Recorded information:
_ _ _ _ _ _ _

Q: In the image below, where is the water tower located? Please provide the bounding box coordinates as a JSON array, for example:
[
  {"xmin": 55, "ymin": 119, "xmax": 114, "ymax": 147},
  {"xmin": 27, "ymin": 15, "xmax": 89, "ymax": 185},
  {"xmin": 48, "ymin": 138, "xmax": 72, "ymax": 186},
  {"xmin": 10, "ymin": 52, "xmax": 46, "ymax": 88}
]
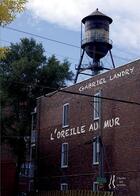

_ _ _ _ _ _ _

Action item: Set down the entries above word for word, but drop any image.

Expected answer:
Q: In the image below, where is the water tower located? Please provide the bounding box coordinates as a JSON array, for example:
[
  {"xmin": 55, "ymin": 119, "xmax": 114, "ymax": 147},
  {"xmin": 27, "ymin": 15, "xmax": 89, "ymax": 185},
  {"xmin": 48, "ymin": 138, "xmax": 72, "ymax": 186},
  {"xmin": 10, "ymin": 52, "xmax": 46, "ymax": 88}
]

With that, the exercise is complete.